*Work to complete:*
Each record must be printed again exactly as it appears.

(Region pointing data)
··········
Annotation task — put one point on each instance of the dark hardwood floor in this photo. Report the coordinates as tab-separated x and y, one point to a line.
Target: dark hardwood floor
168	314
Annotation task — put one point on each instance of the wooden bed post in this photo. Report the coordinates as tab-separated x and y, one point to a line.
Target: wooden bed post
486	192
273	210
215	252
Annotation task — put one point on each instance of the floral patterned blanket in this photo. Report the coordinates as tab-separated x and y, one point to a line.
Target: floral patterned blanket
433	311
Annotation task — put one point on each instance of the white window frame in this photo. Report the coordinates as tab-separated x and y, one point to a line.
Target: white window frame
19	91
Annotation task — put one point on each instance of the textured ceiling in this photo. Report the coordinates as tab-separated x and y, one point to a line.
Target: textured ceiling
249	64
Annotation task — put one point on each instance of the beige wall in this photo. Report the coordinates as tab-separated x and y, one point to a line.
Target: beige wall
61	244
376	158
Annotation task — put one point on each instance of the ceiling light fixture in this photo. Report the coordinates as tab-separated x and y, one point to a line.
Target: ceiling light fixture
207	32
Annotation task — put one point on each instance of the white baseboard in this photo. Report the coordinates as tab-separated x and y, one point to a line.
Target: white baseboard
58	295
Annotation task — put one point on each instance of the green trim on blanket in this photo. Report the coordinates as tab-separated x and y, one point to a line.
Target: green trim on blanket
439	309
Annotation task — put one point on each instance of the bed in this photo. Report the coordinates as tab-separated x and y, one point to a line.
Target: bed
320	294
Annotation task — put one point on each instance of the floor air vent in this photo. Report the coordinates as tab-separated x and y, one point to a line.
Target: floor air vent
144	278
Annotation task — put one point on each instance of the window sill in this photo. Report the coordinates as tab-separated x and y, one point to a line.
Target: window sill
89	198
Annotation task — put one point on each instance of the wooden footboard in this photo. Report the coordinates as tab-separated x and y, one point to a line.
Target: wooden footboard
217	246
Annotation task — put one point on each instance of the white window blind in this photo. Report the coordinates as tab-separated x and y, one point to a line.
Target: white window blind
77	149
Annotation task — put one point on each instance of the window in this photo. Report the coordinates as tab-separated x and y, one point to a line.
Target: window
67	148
··········
*Answer box:*
Annotation task — put one point on each instance of the dark hardwood floor in this photo. Report the coordinates as tab-separated x and y, one point to a line.
Target: dark hardwood floor
168	314
Annotation task — put one point on each instance of the wooden bed post in this photo. Report the coordinates as tab-separated x and y, one point to a line.
Target: wooden bed post
486	192
273	210
215	252
Annotation task — put one point on each instance of the floral patterned blanket in this photo. Report the coordinates as tab-separated x and y, one point to a line.
Target: floral patterned blanket
433	311
Annotation task — put one point on each instance of the white window frame in this photo. Report the coordinates as tab-separated x and y, one point to a line.
Target: white window frame
19	91
Annotation task — put one point on each instance of the textured ceiling in this photo. Report the coordinates as tab-separated x and y, one point to a line.
Target: textured ceiling
249	64
Annotation task — put one point on each instance of the beige wall in this photo. Report the coordinates as tab-separated x and y, one point to a line.
Target: beige wall
61	244
376	158
Annotation task — put one point on each instance of the ceiling light fixture in this photo. Report the coordinates as tab-separated x and y, one point to a line.
Target: ceiling light fixture
207	32
Annotation task — put one point on each instance of the white baseboard in this photo. Report the coordinates as tab-separated x and y, one point to a line.
Target: white baseboard
58	295
Annotation task — put one point on each instance of the green trim on blanket in this photo. Report the coordinates as tab-separated x and y, one point to a line.
Target: green trim on blanket
439	309
Annotation task — put one point on each instance of the bed in this photo. Report the coordinates as tab-separated x and y, one point to a line.
Target: bed
320	294
Annotation task — put one point on each instance of the floor air vent in this photo. Report the coordinates as tab-separated x and y, one point to a line.
Target: floor air vent
144	278
Annotation task — put one point on each instance of the window sill in this photo. Report the coordinates as tab-separated x and y, one point to a line.
Target: window sill
89	198
Annotation task — put one point on each instance of the wooden footboard in this photo. Report the coordinates as tab-separated x and y, one point to a line.
Target: wooden footboard
217	246
Annotation task — put one point on each instance of the white window blind in this photo. Report the coordinates as tab-separated x and y, one point to a line.
Target: white window blind
77	149
Annotation task — put one point on each instance of the window in this photo. Report the coordinates as tab-separated x and y, one point to a line.
Target: window
67	148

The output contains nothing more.